▶ **Written exercise**
Skip the pictures. Quote every line below, exactly, from the one with "Keypoint placement: for each instance of the car hood, put" through the final line.

▶ **Input data**
···
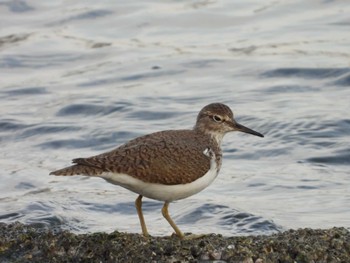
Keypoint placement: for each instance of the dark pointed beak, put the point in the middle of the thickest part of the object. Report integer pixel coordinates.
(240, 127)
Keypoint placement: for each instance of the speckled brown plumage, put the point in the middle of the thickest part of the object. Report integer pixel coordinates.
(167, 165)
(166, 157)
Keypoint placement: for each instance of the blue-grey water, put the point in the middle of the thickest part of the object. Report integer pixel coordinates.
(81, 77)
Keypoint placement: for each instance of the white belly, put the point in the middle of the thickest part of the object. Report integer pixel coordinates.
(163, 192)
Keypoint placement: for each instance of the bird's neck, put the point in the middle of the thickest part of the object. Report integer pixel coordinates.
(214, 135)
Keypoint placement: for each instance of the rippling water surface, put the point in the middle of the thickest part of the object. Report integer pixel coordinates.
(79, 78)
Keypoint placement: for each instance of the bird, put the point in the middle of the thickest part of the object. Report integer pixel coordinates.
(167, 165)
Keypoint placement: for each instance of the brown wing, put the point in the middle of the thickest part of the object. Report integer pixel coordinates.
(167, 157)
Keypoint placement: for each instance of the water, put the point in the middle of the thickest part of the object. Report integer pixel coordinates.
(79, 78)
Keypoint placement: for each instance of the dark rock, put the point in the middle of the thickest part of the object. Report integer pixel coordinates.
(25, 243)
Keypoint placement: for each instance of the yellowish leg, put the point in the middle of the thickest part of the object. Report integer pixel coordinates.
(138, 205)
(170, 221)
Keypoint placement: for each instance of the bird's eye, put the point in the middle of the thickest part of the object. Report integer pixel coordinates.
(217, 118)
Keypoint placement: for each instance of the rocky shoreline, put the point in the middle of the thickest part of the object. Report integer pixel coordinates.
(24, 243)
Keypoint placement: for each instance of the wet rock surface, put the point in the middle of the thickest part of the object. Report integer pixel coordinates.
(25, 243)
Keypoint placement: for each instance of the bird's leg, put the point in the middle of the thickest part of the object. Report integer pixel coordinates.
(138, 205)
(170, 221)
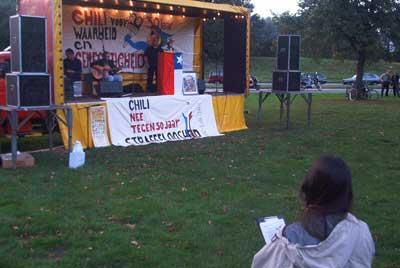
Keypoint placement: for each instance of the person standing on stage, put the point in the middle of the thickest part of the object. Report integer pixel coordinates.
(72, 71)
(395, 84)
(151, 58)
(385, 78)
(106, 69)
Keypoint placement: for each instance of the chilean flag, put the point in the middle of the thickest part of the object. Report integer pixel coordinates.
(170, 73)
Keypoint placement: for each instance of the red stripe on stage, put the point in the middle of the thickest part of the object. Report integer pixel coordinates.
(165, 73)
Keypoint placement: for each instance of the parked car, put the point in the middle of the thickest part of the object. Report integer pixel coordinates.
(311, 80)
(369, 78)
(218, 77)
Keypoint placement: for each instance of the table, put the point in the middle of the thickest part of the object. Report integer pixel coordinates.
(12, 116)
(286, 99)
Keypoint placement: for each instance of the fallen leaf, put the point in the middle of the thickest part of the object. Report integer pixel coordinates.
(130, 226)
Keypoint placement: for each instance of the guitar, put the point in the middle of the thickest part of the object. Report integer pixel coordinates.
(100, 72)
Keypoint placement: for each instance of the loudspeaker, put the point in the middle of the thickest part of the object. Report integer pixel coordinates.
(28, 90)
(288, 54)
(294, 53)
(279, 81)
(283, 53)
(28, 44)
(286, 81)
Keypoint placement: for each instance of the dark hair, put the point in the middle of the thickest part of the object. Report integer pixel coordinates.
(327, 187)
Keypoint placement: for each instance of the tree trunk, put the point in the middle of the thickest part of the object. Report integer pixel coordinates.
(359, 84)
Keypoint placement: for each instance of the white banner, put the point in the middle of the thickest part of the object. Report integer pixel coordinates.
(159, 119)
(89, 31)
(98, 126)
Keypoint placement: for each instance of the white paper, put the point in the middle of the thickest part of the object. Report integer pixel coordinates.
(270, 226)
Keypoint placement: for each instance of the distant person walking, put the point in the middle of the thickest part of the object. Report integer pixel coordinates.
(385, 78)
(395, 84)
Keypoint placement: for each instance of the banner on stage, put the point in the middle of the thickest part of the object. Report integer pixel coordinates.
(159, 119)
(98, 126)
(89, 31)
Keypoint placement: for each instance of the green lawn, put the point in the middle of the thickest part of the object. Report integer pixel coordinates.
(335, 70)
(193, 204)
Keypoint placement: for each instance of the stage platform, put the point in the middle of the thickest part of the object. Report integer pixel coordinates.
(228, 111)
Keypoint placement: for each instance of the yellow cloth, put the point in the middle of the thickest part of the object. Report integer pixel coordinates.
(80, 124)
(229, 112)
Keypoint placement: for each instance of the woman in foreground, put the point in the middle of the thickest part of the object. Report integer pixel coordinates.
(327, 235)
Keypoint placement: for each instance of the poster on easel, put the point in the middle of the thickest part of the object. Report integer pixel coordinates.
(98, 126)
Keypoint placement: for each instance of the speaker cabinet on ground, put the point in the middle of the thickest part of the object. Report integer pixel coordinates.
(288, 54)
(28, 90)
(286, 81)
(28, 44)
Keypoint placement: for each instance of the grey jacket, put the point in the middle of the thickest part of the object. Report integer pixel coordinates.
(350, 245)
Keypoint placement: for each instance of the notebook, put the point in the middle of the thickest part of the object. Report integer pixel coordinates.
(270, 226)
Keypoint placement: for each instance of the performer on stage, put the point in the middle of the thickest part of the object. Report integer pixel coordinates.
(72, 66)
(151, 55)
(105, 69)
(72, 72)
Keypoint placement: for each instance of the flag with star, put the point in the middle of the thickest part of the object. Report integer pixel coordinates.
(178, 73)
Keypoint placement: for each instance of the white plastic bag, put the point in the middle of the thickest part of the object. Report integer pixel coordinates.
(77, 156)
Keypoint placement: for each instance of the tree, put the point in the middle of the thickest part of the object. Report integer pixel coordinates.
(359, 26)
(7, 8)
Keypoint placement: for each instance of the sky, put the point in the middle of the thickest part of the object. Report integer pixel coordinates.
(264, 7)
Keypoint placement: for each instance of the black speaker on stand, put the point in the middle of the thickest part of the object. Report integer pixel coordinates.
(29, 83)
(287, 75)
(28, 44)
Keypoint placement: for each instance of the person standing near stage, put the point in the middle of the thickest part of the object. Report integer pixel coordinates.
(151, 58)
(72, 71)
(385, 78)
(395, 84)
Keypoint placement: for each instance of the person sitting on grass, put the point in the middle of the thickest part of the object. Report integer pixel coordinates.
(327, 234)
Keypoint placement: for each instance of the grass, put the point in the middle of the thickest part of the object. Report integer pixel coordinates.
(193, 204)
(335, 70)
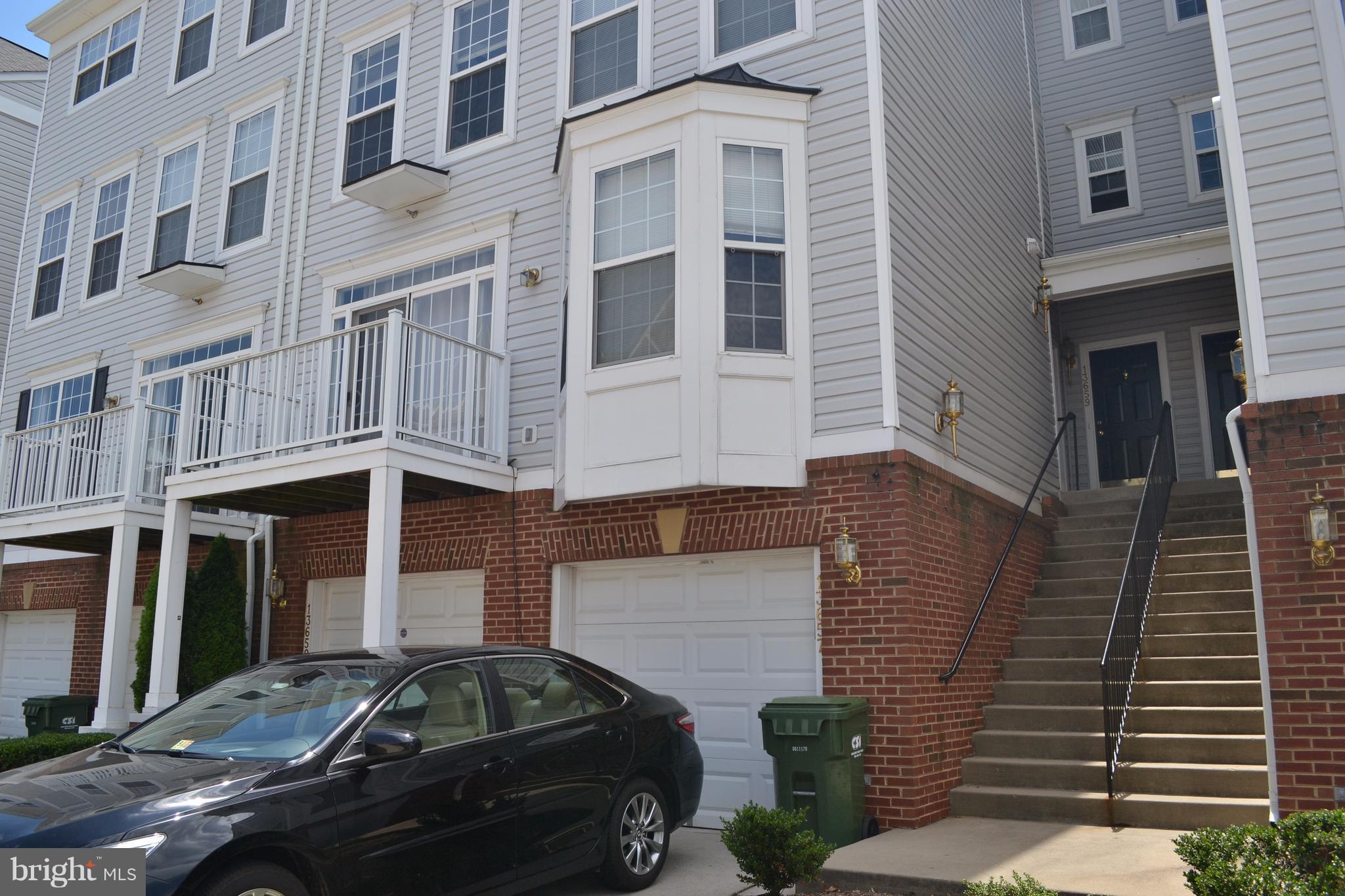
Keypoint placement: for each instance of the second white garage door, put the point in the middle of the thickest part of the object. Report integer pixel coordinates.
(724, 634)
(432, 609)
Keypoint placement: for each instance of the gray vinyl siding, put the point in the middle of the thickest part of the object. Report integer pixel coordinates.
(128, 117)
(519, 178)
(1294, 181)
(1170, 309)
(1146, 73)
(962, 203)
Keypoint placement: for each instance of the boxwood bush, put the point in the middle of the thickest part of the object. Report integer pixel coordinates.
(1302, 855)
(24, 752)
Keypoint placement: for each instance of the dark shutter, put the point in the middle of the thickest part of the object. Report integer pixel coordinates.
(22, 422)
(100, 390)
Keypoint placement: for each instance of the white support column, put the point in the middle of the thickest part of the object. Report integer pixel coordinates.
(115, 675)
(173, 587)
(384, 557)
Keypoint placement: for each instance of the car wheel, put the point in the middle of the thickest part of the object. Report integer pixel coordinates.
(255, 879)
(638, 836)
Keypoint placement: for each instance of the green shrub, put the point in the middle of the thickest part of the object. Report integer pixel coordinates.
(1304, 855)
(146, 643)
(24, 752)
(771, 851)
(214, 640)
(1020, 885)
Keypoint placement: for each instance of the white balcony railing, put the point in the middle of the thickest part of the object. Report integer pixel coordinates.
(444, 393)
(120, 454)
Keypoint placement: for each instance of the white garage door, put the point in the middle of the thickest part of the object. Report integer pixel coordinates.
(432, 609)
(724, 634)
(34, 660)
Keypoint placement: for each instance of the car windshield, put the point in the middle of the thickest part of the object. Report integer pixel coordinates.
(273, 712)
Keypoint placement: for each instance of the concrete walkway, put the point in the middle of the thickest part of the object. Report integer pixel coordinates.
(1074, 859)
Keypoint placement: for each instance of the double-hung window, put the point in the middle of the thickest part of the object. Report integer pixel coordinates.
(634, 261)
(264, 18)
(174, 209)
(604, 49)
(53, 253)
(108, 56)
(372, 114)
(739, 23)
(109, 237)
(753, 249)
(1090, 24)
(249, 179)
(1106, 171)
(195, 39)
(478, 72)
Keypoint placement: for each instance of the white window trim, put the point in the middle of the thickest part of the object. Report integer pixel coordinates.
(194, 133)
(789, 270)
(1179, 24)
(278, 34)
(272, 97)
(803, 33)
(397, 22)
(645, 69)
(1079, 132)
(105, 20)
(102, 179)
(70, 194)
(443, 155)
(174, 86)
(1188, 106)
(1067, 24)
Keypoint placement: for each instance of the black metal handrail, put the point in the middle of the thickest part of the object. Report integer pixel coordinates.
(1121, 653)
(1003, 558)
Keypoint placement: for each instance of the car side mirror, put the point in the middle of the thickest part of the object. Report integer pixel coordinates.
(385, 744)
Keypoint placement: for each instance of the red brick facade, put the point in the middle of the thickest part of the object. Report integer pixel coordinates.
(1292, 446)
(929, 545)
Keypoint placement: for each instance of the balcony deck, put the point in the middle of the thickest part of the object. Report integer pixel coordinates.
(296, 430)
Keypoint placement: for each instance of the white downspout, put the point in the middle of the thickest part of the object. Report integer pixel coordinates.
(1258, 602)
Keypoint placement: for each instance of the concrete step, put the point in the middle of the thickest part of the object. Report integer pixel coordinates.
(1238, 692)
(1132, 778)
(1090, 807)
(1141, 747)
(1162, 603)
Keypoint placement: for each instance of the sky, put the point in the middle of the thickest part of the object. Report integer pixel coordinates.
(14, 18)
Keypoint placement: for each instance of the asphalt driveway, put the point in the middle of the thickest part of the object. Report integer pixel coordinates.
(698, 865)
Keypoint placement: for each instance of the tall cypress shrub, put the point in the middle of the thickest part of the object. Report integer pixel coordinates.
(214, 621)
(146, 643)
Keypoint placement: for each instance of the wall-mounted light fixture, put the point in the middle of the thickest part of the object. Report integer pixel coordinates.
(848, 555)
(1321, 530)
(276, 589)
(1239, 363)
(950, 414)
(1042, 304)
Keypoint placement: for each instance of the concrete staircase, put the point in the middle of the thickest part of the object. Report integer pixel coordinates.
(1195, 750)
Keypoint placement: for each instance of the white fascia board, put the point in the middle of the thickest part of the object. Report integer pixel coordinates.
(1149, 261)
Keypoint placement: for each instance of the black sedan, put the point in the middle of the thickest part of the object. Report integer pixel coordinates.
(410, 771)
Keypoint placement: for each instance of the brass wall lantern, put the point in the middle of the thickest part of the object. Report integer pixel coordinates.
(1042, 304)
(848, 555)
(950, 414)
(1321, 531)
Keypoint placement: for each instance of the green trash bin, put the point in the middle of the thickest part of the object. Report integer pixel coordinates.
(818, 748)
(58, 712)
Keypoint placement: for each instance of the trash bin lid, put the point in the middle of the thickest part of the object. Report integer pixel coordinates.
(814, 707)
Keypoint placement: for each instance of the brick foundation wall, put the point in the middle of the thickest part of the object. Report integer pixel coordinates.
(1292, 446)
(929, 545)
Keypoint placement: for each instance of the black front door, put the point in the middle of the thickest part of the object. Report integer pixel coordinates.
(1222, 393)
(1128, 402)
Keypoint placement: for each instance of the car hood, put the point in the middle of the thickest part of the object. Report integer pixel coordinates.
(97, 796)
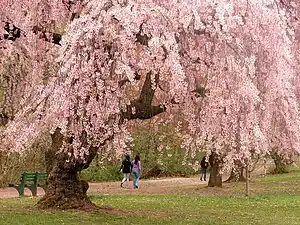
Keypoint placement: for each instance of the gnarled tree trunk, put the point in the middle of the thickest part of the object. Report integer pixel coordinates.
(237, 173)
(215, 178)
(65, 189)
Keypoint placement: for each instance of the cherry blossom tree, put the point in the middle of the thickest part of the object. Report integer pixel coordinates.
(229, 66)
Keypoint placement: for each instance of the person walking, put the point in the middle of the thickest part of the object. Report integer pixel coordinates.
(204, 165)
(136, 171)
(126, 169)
···
▶ **Answer to this problem**
Keypoint placement: for each instance of the car hood, put the point in the middle of the thickest part of the object. Report integer pixel coordinates.
(97, 796)
Keypoint placement: for each instance of the gnarled tree trunk, put the point in the middle of the thickest part of the object. Report integer pixel coordinates.
(237, 173)
(215, 178)
(65, 189)
Keypoint placement: for each instance of the cherry blossom tree, put the point in the middle of the thickest part of the object. Report integer pixel coordinates.
(229, 66)
Keypoint placement: for each instance of the person walking, put the point in the middle of the thickest part of the object. Report integer pixel coordinates.
(204, 165)
(136, 171)
(126, 169)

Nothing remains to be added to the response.